▸ **Listed entries**
• • •
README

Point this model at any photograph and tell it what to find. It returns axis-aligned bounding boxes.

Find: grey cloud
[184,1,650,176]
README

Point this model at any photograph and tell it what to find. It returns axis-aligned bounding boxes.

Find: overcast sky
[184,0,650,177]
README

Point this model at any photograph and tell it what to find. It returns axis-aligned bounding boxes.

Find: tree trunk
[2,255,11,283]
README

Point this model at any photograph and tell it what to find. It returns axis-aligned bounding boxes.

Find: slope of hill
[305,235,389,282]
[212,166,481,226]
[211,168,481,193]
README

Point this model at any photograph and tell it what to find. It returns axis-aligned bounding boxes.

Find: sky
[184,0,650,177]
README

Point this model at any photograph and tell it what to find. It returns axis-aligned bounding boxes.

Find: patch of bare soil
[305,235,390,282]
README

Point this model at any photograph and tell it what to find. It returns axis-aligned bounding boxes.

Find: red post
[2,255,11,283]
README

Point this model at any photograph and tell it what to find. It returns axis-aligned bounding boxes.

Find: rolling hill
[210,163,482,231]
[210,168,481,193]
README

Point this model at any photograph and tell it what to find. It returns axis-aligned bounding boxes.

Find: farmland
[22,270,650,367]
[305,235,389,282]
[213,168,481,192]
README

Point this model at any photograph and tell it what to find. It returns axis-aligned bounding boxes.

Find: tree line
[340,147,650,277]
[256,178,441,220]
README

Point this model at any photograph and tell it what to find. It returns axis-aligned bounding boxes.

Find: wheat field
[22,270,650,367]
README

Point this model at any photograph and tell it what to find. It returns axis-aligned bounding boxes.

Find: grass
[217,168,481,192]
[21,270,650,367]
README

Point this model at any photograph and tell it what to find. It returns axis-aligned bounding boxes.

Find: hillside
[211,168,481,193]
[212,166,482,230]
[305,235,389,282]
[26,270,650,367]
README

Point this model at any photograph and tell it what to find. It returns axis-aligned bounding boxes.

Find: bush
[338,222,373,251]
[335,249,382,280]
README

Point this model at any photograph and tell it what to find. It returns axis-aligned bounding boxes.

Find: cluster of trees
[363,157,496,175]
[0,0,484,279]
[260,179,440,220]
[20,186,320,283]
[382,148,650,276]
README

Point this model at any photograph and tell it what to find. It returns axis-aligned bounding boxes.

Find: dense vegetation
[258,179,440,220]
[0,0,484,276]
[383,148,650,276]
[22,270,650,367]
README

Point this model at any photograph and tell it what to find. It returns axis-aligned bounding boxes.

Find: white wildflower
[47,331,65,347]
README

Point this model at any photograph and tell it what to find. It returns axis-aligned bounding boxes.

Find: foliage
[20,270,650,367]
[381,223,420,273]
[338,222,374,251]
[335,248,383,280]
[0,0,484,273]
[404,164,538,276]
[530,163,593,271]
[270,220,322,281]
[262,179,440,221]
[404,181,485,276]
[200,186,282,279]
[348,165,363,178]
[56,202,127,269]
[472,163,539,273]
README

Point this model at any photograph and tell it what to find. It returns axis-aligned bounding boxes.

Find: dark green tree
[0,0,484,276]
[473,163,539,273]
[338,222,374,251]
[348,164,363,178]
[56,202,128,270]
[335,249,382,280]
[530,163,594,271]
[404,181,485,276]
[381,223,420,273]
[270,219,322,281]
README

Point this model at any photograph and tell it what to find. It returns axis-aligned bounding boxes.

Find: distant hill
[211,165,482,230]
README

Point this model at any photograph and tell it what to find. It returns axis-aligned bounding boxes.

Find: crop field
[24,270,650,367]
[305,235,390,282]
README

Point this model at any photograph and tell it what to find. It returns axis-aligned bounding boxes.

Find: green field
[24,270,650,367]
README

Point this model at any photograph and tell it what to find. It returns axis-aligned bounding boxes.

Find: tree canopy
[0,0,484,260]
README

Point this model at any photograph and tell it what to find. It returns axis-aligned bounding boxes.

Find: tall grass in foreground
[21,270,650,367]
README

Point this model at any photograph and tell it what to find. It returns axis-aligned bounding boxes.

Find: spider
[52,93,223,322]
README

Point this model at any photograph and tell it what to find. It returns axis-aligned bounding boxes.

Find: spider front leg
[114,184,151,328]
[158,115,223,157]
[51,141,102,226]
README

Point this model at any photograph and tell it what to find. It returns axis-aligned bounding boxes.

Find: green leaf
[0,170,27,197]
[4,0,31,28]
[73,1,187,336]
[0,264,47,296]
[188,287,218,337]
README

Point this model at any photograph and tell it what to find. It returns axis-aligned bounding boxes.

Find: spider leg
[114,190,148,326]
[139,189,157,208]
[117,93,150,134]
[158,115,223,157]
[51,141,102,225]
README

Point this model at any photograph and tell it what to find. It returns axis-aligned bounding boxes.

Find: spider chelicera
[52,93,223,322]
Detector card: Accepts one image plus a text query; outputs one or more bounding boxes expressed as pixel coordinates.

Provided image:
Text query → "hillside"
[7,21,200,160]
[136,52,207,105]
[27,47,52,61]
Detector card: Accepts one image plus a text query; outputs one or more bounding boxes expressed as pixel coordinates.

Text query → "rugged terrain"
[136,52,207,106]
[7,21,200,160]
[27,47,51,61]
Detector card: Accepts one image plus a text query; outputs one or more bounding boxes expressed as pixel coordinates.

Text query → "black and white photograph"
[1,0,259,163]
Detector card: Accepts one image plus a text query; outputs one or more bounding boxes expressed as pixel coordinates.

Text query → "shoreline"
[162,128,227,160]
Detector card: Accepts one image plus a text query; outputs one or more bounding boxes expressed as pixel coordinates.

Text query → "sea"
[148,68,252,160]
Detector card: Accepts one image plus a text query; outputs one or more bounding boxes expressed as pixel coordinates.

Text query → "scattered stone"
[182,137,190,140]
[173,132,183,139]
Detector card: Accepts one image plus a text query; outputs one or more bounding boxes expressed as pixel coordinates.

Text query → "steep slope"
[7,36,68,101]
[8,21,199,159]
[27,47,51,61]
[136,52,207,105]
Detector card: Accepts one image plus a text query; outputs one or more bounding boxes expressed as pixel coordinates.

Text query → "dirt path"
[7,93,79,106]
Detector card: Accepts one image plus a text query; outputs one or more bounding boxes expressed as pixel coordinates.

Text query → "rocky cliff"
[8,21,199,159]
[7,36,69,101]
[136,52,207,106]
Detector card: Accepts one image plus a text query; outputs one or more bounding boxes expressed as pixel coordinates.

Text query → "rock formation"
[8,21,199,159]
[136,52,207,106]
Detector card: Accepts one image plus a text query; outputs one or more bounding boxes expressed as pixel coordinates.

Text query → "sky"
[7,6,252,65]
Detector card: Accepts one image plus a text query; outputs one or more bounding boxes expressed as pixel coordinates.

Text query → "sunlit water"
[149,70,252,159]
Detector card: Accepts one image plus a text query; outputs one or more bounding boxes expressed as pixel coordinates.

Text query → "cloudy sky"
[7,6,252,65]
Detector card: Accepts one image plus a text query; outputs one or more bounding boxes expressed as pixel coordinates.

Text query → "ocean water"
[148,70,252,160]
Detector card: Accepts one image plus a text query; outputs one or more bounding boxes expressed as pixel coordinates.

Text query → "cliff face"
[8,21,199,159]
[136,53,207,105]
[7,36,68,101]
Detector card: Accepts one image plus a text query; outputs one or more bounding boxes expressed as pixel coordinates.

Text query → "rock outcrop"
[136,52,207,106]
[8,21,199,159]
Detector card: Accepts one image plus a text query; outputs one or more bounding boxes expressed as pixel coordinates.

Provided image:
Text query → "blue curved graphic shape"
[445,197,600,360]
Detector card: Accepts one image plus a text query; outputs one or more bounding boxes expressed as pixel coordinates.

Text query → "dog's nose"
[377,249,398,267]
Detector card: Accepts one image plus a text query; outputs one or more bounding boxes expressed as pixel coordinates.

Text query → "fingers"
• • •
▸ **Instructions for the task**
Can you rewrite the records from the start through the line containing "[210,168,481,193]", swapping "hill" for "ridge" and leaving everything else unchanged?

▸ **Final answer**
README

Point this model at any photograph and tell it what to find. It returns axis-aligned bounding boxes.

Find: grey cloud
[184,1,650,176]
README

Point this model at any photograph and tell it what to find. It returns axis-aligned bounding boxes.

Find: overcast sky
[184,0,650,177]
README

Point this model at any photograph and tell it what to find. It returns axis-aligned bounding boxes.

Find: tree trunk
[2,255,11,283]
README

Point this model at any photograph and tell it what to find. It returns axis-aligned bounding boxes.

Find: slope of ridge
[305,235,389,282]
[212,166,481,226]
[211,168,481,193]
README

Point this model at any photograph and tell it what to find. It returns axis-aligned bounding boxes.

Find: sky
[184,0,650,177]
README

Point this model at any photograph and tell it what to find. It returns axis-aligned bounding boxes.

Find: patch of bare soil
[305,235,390,282]
README

Point this model at any photograph and tell it what to find. It returns axis-aligned bounding boxes.

Find: red post
[2,255,11,283]
README

Point this model at any photograph and tell it what to find. It returns axis-aligned bounding boxes.

Find: rolling ridge
[210,163,482,231]
[210,168,481,193]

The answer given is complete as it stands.